==== Supplied material ====
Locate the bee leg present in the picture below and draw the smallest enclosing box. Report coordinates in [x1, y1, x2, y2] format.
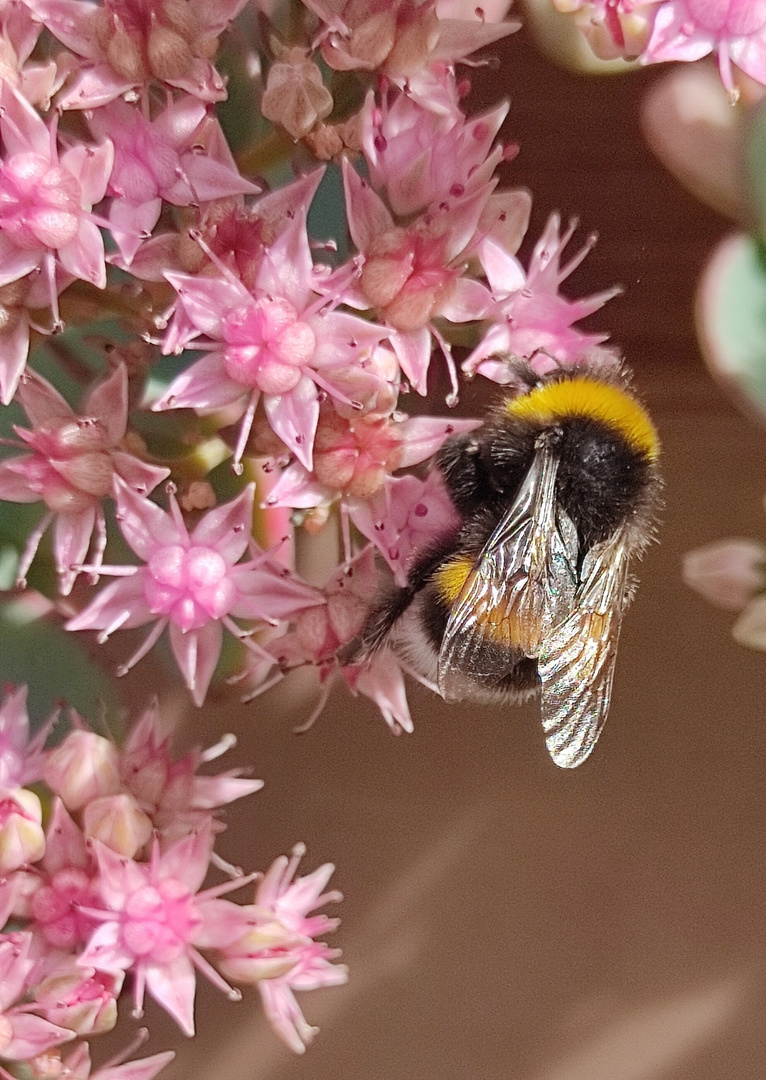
[341, 534, 458, 664]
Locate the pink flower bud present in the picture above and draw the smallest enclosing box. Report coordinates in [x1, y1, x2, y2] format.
[683, 539, 766, 612]
[0, 787, 45, 871]
[82, 793, 153, 858]
[216, 917, 303, 985]
[34, 967, 123, 1037]
[44, 731, 121, 812]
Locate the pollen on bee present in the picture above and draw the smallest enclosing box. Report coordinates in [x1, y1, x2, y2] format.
[433, 556, 473, 603]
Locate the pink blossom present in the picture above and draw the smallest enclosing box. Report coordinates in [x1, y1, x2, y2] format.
[123, 168, 325, 289]
[0, 0, 63, 107]
[25, 0, 247, 108]
[29, 800, 101, 951]
[643, 0, 766, 97]
[154, 206, 389, 470]
[0, 932, 75, 1060]
[341, 157, 494, 397]
[65, 480, 322, 705]
[239, 547, 416, 733]
[552, 0, 659, 60]
[0, 79, 113, 305]
[119, 699, 264, 842]
[77, 824, 251, 1036]
[216, 846, 347, 1054]
[352, 469, 459, 586]
[60, 1040, 175, 1080]
[0, 364, 169, 593]
[87, 97, 259, 264]
[303, 0, 518, 78]
[0, 684, 48, 786]
[360, 86, 510, 217]
[265, 406, 479, 561]
[464, 215, 620, 381]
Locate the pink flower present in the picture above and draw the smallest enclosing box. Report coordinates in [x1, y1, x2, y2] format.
[303, 0, 518, 78]
[25, 0, 247, 108]
[352, 469, 460, 586]
[0, 684, 48, 787]
[216, 846, 347, 1054]
[0, 0, 63, 108]
[552, 0, 659, 60]
[341, 157, 494, 398]
[88, 97, 259, 264]
[0, 83, 113, 399]
[29, 800, 101, 951]
[77, 824, 250, 1036]
[463, 215, 620, 381]
[154, 206, 389, 470]
[61, 1040, 175, 1080]
[643, 0, 766, 98]
[66, 480, 321, 705]
[265, 407, 479, 559]
[0, 363, 170, 593]
[239, 547, 416, 733]
[360, 85, 510, 217]
[119, 699, 264, 842]
[0, 932, 75, 1060]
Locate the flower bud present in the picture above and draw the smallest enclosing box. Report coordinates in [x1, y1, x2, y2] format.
[82, 793, 153, 858]
[0, 787, 45, 871]
[216, 918, 303, 985]
[683, 539, 766, 612]
[34, 967, 123, 1037]
[44, 731, 121, 812]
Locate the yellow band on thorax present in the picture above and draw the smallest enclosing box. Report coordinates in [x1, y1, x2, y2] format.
[505, 376, 659, 460]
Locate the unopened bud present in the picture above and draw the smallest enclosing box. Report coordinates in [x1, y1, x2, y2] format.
[82, 793, 153, 858]
[261, 51, 333, 140]
[44, 731, 121, 812]
[346, 10, 396, 70]
[147, 23, 193, 81]
[0, 787, 45, 871]
[107, 25, 147, 82]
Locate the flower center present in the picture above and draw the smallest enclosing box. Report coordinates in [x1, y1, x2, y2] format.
[144, 543, 237, 630]
[120, 879, 200, 963]
[222, 297, 316, 394]
[685, 0, 766, 35]
[0, 153, 82, 250]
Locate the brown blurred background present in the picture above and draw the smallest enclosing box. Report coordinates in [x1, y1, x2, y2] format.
====
Task details>
Output every line above exactly as it stands, and drop any picture.

Solution to this task>
Locate the bee leg present in the picture below and draw the smallest enclosing box. Report coordinates in [x1, y1, x2, y2] format.
[341, 534, 458, 664]
Locate the pink flower bud present in the picture above and draw the smallest enclosing box. Report coordinates in [x1, y1, x2, y2] format.
[683, 539, 766, 612]
[0, 787, 45, 871]
[82, 793, 153, 858]
[216, 917, 303, 985]
[34, 967, 123, 1037]
[44, 731, 121, 812]
Locate the pollen on bee present in the picture above and draw the smallest enclosing box. Report coordinates in [x1, y1, x2, y2] format.
[433, 556, 473, 603]
Locate the pink blossom present in the picture above and draw the smallest enclosing box. Report coordinates in [x1, y1, x2, y2] format.
[123, 168, 325, 289]
[0, 0, 63, 107]
[25, 0, 247, 108]
[29, 800, 101, 951]
[643, 0, 766, 97]
[154, 206, 389, 470]
[0, 932, 75, 1060]
[341, 157, 494, 397]
[65, 480, 322, 705]
[239, 547, 416, 733]
[552, 0, 659, 60]
[0, 79, 113, 305]
[119, 699, 264, 842]
[77, 824, 251, 1036]
[216, 846, 347, 1054]
[352, 469, 459, 586]
[60, 1040, 175, 1080]
[0, 364, 169, 593]
[87, 97, 259, 264]
[303, 0, 518, 78]
[0, 684, 48, 786]
[360, 86, 510, 217]
[265, 406, 479, 561]
[464, 215, 620, 381]
Locate the pink flower present in the picture above and draw the smallest enclosing box. Report coordinates in [x1, y1, x2, y2] format.
[303, 0, 518, 78]
[25, 0, 247, 108]
[352, 469, 460, 586]
[0, 684, 48, 787]
[216, 846, 347, 1054]
[0, 0, 63, 108]
[552, 0, 659, 60]
[341, 157, 494, 398]
[88, 97, 259, 264]
[0, 83, 113, 399]
[29, 800, 101, 951]
[77, 824, 250, 1036]
[463, 215, 620, 381]
[154, 206, 389, 470]
[61, 1040, 175, 1080]
[643, 0, 766, 98]
[66, 480, 321, 705]
[265, 407, 479, 559]
[0, 363, 170, 593]
[239, 547, 416, 733]
[360, 85, 510, 217]
[119, 699, 264, 842]
[0, 932, 75, 1060]
Locate the flower bud present in the picture above and draw the smallest enclosing box. Report coordinates in [x1, y1, x2, y2] format.
[82, 793, 153, 858]
[0, 787, 45, 871]
[216, 918, 303, 985]
[683, 539, 766, 612]
[34, 967, 123, 1037]
[44, 731, 121, 812]
Locate the yellow band on thorax present in the picture above and draw the smallest enclosing box. Report coordinates in [x1, y1, x2, y2] format.
[505, 376, 659, 460]
Locate the unopened bud present in the picture above and draw the smallest enclosing box. Report coordinates in [x1, y1, x2, y2] format.
[82, 793, 153, 858]
[261, 51, 333, 140]
[44, 731, 121, 812]
[346, 10, 396, 70]
[147, 23, 193, 81]
[0, 787, 45, 871]
[107, 25, 147, 82]
Locate the flower center present in the picture above and draw the smallest enclosing box. Report coordinates in [x1, y1, x2, y2] format.
[144, 543, 237, 630]
[120, 879, 200, 963]
[222, 297, 316, 394]
[685, 0, 766, 35]
[0, 153, 82, 250]
Locate the brown blurred background present in the picture above and draw the smallest enclosing box. Report coordinates in [x1, y1, x2, y2] format.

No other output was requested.